:: SELECTION ::
How Tom Cox raised hell on the fairway

He was a teenage golf sensation, with a brilliant future at the very top of the sport he loved. But then, disillusioned by petty rules and sexist attitudes, he hung up his clubs and walked off the fairway for good...until now, that is. Could Tom Cox rediscover the passion and talent of his youth – and become the professional he'd always yearned to be?
Click to follow
The Independent Culture

I never set out to be a golfer. When the sport arrived in my life, at the tender age of 13, it was as disorientating as the rest of puberty, but I hadn't been sat down and warned about it beforehand. One day I was a normal, football-playing kid with unsporty, arty parents. The next, I was a surly streak of Pringle who suddenly found himself spending a disturbing amount of time with 58-year-old garden-equipment manufacturers who liked to be referred to as "Mr Captain". My love affair with golf was sudden, intense, unexpected. Between the summers of 1988 and 1992, I played it all day, almost every day.
:::
WHAT THIS EXERCISE ASKS –
• A. Please reproduce the golf article word for word, starting at "He was a teenage" and ending at "yearned to be?".
• B. Write the next part of the article about Tom Cox and golf, picking up after its final sentence.
:: INFORMATION SUPPLIED ::
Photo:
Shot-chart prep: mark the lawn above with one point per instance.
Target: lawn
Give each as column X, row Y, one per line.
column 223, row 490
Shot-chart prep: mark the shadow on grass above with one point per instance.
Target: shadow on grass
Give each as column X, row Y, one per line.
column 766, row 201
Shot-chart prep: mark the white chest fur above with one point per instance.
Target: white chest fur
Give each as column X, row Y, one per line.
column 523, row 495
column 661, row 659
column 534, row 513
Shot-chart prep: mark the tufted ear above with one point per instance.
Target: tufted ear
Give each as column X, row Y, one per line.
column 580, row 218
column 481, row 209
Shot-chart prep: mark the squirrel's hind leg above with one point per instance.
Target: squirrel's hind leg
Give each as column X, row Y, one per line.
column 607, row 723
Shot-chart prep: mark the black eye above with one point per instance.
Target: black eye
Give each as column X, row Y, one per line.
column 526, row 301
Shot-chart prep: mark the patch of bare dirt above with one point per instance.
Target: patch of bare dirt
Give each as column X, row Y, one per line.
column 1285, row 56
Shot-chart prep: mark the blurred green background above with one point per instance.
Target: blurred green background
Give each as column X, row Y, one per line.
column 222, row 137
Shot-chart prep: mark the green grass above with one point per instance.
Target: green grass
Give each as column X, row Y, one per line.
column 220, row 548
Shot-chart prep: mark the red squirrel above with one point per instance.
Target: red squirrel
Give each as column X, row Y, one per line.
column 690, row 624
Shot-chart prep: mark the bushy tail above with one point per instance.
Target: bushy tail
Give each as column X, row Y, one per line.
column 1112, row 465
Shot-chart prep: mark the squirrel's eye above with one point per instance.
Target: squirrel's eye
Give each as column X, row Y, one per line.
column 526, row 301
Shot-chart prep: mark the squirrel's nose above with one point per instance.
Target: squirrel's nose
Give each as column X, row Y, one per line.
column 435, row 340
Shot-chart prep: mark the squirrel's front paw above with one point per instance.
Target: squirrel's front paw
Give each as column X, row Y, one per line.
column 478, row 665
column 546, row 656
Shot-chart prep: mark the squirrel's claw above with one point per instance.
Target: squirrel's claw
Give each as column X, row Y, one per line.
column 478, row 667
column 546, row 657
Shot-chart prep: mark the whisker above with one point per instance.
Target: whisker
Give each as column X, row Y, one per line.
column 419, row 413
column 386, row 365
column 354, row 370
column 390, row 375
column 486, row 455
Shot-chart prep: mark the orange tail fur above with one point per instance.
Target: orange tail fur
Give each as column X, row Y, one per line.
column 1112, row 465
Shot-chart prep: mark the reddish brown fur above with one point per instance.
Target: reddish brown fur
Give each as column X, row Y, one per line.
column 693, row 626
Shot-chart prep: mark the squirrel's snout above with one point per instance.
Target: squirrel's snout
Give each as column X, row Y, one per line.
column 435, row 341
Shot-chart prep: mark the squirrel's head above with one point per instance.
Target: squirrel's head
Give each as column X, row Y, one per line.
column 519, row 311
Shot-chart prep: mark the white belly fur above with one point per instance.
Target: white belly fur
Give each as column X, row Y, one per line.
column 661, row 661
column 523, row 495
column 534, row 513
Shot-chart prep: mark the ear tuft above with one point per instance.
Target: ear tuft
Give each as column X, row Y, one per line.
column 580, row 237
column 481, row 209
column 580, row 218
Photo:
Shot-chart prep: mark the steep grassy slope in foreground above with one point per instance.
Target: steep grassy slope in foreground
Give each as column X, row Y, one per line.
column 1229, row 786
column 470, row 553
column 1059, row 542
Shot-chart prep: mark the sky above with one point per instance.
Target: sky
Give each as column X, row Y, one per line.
:::
EXERCISE ANSWERS –
• A.
He was a teenage golf sensation, with a brilliant future at the very top of the sport he loved. But then, disillusioned by petty rules and sexist attitudes, he hung up his clubs and walked off the fairway for good...until now, that is. Could Tom Cox rediscover the passion and talent of his youth – and become the professional he'd always yearned to be?

• B.
The late Eighties and early Nineties was a dark era for golf. The popular line of thinking is that it was an elitist game, played by sexist, bourgeois bigots and the creakiest breed of celebrity has-been. Its most famous venues discriminated against minorities (Augusta, the topographically sumptuous venue for the US Masters, didn't admit its first black member until 1990) and women (Royal St Georges, a regular British Open venue, once sported a sign in its clubhouse that read "No Dogs, No Women").

My obsession with this archaic culture immediately alienated those closest to me. My schoolfriends didn't react quite as supportively as I'd hoped to my references to "stiff shafts and balls" in my oral presentation for English GCSE. My love-life bombed before it had really launched (though I did find myself getting a strange amount of attention from middle-aged, handbag-skinned women who played bridge and drank Bacardi and Cokes). My family were baffled and hurt, not least when I received a school report informing them that "Tom is not bothered about this subject 'because he wants to be a golfer'."

It had never been easy to find my rebellious streak, since my parents were rebels themselves. They were keen to get me into bands like The Rolling Stones, and encouraged me to watch difficult French cinema. But golf served as an inverted forum for adolescent insurrection. As a bonus, I got very good at it, very quickly, becoming the youngest ever club champion at my home club in Nottingham, winning numerous junior tournaments and gaining a place in the county boys' team.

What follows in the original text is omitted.